* AIM OF THE TASK: Pull out every line of the rows that contains the word "plant", and copy each one in full. Case counts, so match only that exact capitalization.

═════ DATASET

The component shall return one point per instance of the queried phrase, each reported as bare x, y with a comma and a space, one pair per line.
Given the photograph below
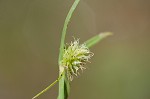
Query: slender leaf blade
94, 40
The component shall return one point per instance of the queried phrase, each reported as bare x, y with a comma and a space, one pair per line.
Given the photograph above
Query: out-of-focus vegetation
30, 33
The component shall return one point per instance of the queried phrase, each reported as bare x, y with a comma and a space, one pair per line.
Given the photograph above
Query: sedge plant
72, 57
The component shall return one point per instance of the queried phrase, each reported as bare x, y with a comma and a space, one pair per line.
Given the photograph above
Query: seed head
75, 57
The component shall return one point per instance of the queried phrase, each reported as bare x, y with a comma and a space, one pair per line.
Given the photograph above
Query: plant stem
63, 92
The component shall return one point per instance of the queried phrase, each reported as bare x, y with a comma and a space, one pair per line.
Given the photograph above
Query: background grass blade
64, 83
94, 40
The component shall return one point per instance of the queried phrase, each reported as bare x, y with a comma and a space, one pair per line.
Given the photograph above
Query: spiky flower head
75, 57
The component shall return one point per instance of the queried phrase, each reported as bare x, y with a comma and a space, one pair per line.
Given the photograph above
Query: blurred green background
30, 32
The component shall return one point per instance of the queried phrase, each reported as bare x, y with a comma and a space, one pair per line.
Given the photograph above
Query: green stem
63, 92
47, 88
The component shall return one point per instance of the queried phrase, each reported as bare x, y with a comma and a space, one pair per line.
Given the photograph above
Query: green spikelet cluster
75, 57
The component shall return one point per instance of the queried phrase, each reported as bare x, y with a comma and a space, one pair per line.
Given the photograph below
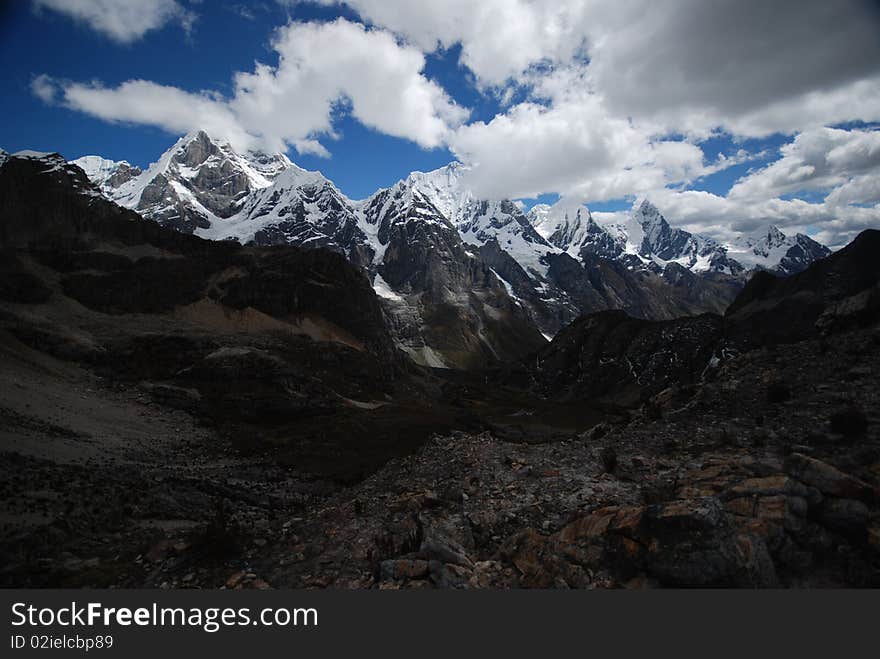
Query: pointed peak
645, 207
646, 213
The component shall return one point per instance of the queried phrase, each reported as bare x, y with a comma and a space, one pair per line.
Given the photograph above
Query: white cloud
747, 66
322, 68
122, 20
44, 88
820, 159
619, 96
500, 38
725, 217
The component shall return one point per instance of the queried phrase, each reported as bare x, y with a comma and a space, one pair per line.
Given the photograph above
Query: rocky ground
744, 480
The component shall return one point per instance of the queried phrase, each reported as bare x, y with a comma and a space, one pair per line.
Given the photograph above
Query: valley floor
766, 475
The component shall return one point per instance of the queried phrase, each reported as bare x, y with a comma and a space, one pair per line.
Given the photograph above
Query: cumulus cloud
820, 159
44, 88
747, 66
322, 68
121, 20
499, 38
599, 99
574, 148
724, 217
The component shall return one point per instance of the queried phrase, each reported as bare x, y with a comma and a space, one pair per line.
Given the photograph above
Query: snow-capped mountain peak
195, 182
770, 249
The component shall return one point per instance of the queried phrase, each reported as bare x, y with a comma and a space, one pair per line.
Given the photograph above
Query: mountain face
464, 281
772, 250
196, 182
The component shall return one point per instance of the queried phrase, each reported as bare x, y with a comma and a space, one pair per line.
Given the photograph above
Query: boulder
827, 479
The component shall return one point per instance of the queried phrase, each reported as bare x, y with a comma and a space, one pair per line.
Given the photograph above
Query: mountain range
464, 281
181, 412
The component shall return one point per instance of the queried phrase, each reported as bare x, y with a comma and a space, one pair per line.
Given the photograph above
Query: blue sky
723, 117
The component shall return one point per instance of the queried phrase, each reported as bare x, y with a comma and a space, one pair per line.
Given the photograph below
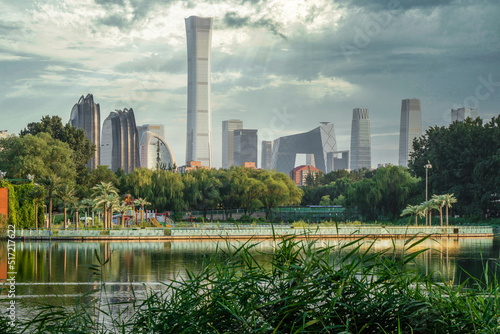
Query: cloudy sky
281, 66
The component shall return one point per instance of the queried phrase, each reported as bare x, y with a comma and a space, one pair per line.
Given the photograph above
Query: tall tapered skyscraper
360, 139
228, 128
199, 116
410, 128
86, 115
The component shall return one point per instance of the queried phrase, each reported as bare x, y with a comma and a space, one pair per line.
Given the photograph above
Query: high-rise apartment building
245, 146
86, 115
228, 128
318, 142
199, 116
410, 128
461, 114
120, 141
266, 154
360, 139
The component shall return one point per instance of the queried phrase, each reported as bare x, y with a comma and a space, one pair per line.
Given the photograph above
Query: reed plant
304, 288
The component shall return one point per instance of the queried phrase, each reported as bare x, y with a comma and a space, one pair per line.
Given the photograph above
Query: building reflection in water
149, 262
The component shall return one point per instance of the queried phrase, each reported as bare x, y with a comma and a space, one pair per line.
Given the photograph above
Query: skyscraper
199, 116
120, 142
228, 128
461, 114
360, 139
153, 147
266, 154
410, 128
86, 115
245, 146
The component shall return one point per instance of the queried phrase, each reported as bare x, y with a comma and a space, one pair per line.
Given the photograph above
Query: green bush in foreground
303, 289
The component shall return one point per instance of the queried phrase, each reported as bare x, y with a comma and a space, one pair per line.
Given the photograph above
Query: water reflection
41, 266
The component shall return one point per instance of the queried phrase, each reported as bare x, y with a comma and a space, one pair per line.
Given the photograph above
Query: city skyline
199, 79
410, 128
281, 67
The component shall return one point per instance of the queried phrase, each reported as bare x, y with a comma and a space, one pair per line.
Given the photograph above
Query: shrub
176, 217
245, 218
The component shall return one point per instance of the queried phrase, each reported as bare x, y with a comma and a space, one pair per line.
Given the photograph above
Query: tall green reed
303, 288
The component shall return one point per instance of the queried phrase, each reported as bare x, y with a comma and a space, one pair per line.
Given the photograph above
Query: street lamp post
427, 166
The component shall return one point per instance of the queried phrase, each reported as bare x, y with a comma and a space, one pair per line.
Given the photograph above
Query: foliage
21, 204
304, 288
82, 148
465, 158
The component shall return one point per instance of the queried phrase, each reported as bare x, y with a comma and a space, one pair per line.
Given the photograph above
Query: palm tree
440, 202
103, 194
415, 210
50, 183
67, 195
449, 199
142, 202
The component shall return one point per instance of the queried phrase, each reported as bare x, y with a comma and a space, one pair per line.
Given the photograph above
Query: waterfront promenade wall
246, 232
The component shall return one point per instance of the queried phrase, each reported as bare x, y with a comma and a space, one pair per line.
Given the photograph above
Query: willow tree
49, 159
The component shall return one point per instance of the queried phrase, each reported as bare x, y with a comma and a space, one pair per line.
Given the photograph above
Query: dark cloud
110, 2
173, 64
8, 28
394, 4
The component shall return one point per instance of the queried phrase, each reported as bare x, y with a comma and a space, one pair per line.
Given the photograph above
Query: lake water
60, 269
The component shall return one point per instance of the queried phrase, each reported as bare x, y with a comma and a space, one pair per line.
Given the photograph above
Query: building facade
154, 152
340, 160
410, 128
461, 114
360, 139
318, 142
120, 141
266, 154
158, 129
245, 146
86, 115
300, 173
199, 116
228, 128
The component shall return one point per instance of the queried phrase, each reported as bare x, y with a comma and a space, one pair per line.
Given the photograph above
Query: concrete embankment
247, 232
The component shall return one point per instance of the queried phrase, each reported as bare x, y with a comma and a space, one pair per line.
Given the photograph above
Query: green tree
325, 200
440, 201
105, 194
414, 210
49, 159
449, 199
276, 191
67, 195
82, 147
142, 203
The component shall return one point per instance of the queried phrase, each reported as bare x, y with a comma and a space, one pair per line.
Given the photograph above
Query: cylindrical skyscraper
360, 139
410, 128
199, 115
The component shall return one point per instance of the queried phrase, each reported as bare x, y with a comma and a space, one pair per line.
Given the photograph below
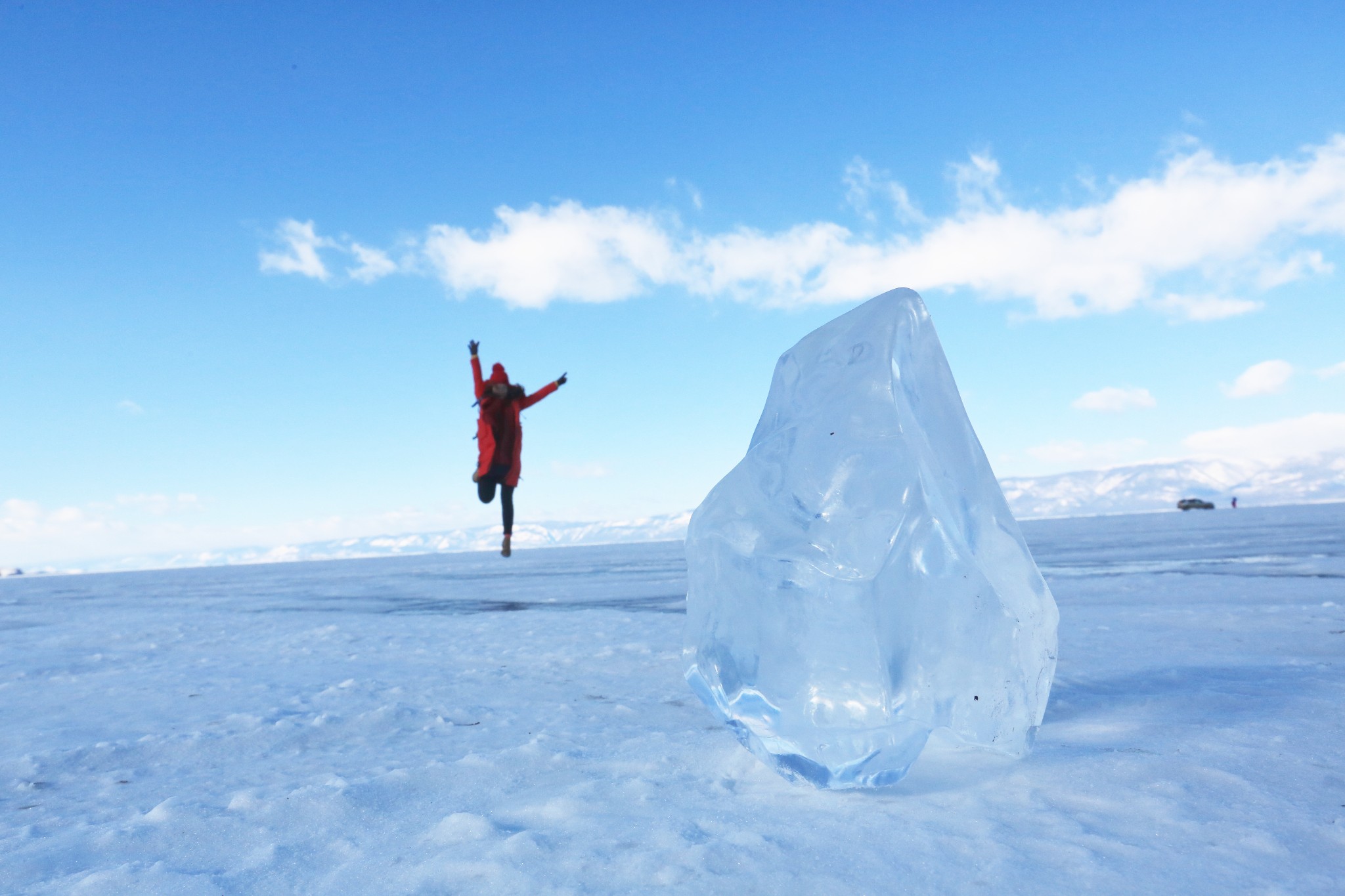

══════════

* CORRECT RESULT:
Query: sedge plant
Query: plant stem
Query: reed plant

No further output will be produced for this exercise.